What the task requires — Every line below should be repeated exactly.

Data for this task —

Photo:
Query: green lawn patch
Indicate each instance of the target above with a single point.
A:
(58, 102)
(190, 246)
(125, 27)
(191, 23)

Answer space —
Photo:
Query: green lawn patch
Indicate each instance of the target above with a single point.
A:
(58, 102)
(190, 246)
(125, 27)
(191, 23)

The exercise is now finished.